> TO DO
A. List every layer of the WordPress VIP platform that the article on preventing website downtime says is monitored.
B. Reproduce the part of the article on preventing website downtime from "Caching challenges" up to and including "full page load.", without changing it.
C. Summarize the article on preventing website downtime in three sentences.

> EXCERPT TO READ
"""
Avoiding CMS Disaster: How to Prevent Website Downtime

In the third of our Avoiding CMS Disaster series, we explore classic root causes of website downtime and the role monitoring and other factors play.

Published on

August 16, 2022

by

Read time:

8–12 minutes

Split image showing a stylized illustration of a declining graph on a laptop screen (left) and a man wearing glasses and a navy sweater smiling while working on a laptop in a warmly lit room (right).

Share

What does it actually mean for a site to be considered down?

Often that depends on whom you ask.

For a website to be considered down, it may mean a number of different things:

The website is completely unavailable.
The website is online but unusably slow.
The website is giving error messages for certain users or locations.
The website is working for most visitors, but some simply can’t log in to their CMS, for example, to create, edit, or publish content.

No matter the cause or degree, the impact of website downtime can be serious, from lost ecommerce orders and frustrated users to weakened customer trust.

In the third of our Avoiding CMS Disaster series, we explore classic root causes of website downtime and the role continuous monitoring and other factors play in avoiding that.

First, the role continuous monitoring plays

We monitor different aspects of a website, so we can tell when something is not working correctly at any of the different layers that make up our fully managed WordPress VIP platform. Those layers include:

Network connectivity
Load Balancers
Web servers
Object caching (Memcached)
Databases
Elasticsearch
Files Service (CDN)

We try to spot issues early so that we can anticipate future issues that might affect website stability. Cross-referencing logs from different system components allows us to review periods when a website was reported unstable. Because a combination of factors rather than a single issue might be responsible for downtime, we employ a number of tools to compare data across both systems and applications.

In most cases, website instability is a result of application code, i.e., custom or third-party WordPress theme and plugin code. Here are a few things we look for when investigating an unstable site, and how to mitigate each.

Not enough caching

The most important thing you can do to ensure a site is performant and stable is to make sure any full page that can be cached, is cached. Uncached pages need to be built on the server each time they are requested, which is a slower process and more prone to errors.

The WordPress VIP answer:

WordPress VIP Platform provides powerful page caching via a global network of edge cache servers, each used to store and serve content closest to an end user. The response time from an edge cache server is almost always a magnitude faster than anything that bypasses page caching and hits the origin servers.

Caching challenges

Because they demand a personalized, fully interactive experience, some sites, particularly ecommerce ones, simply can’t be cached at the page-cache level.

Often a compromise can be found whereby a static page is served by edge cache, with dynamic features (e.g., logged-in status, shopping carts) added via JavaScript. Asynchronous requests from JavaScript can then be used to communicate with a WordPress REST API endpoint designed with a much lower overhead than a full page load.

Alternatively, this is where object caching comes into play. The page can remain dynamic but parts of the page and any data used in it can be stored and retrieved in object cache to avoid needing to query the database.

The WordPress VIP answer:

Each WordPress VIP application environment has its own dedicated Memcached cluster, which stores object cache data in memory for lightning quick and efficient retrieval.

Untested code deployments

This is another common culprit of website downtime and pretty easy to diagnose, based on pure cause and effect.

If your website has just deployed untested code, leading to immediate site issues, there’s your likely cause. If you can, revert the suspect code to the previous version ASAP.
"""
> PROVIDED DATA
"""
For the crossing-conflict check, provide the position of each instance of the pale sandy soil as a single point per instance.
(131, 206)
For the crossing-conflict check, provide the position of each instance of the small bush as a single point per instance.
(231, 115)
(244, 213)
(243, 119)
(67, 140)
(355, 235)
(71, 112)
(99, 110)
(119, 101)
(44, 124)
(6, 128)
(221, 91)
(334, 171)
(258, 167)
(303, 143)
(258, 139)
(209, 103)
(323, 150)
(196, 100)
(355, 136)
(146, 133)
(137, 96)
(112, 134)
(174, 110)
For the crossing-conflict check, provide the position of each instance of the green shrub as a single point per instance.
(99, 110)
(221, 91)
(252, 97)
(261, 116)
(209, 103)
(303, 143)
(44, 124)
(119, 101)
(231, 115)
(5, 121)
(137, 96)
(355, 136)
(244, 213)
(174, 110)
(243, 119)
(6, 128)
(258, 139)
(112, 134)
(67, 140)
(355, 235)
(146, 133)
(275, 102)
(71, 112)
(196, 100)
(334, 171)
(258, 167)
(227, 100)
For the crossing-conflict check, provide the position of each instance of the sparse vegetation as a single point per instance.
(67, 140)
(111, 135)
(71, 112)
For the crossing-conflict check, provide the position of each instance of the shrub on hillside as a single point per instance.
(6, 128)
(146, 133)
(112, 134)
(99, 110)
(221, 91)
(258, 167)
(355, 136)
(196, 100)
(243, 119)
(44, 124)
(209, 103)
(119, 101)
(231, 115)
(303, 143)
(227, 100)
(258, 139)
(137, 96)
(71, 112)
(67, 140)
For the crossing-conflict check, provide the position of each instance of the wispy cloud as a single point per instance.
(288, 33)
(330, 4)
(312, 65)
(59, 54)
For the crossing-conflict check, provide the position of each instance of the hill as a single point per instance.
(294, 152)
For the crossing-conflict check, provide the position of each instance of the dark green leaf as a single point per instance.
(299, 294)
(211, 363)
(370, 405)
"""
"""
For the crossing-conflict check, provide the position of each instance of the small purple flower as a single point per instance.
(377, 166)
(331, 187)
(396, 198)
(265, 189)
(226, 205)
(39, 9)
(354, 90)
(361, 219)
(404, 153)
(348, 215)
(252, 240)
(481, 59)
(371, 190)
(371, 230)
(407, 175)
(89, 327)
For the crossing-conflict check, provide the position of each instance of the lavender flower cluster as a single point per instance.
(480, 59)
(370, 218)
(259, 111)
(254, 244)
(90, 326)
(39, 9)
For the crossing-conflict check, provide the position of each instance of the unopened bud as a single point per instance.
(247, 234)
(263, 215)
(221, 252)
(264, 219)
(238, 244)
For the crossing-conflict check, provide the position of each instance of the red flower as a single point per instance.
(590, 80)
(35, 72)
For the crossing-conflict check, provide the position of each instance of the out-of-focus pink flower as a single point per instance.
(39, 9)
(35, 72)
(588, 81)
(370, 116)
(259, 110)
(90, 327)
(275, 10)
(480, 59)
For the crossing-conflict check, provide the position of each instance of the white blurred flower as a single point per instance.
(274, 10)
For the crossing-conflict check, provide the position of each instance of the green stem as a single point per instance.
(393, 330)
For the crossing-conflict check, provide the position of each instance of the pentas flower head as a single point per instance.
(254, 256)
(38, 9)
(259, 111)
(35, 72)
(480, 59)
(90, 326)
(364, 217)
"""
> PER-TASK OUTPUTS
A.
Network connectivity
Load Balancers
Web servers
Object caching (Memcached)
Databases
Elasticsearch
Files Service (CDN)

B.
Caching challenges

Because they demand a personalized, fully interactive experience, some sites, particularly ecommerce ones, simply can’t be cached at the page-cache level.

Often a compromise can be found whereby a static page is served by edge cache, with dynamic features (e.g., logged-in status, shopping carts) added via JavaScript. Asynchronous requests from JavaScript can then be used to communicate with a WordPress REST API endpoint designed with a much lower overhead than a full page load.

C. A site can be considered down if it is completely unavailable, unusably slow, showing errors for certain users or locations, or blocking some users from logging in to their CMS, and downtime can lead to lost orders, frustrated users, and weakened customer trust. WordPress VIP monitors each layer of its platform and cross-references logs to spot issues early, and it finds that instability usually comes from application code. The article points to insufficient caching as a key cause, which edge caching and Memcached object caching address, and to untested code deployments, which should be reverted to the previous version as soon as possible.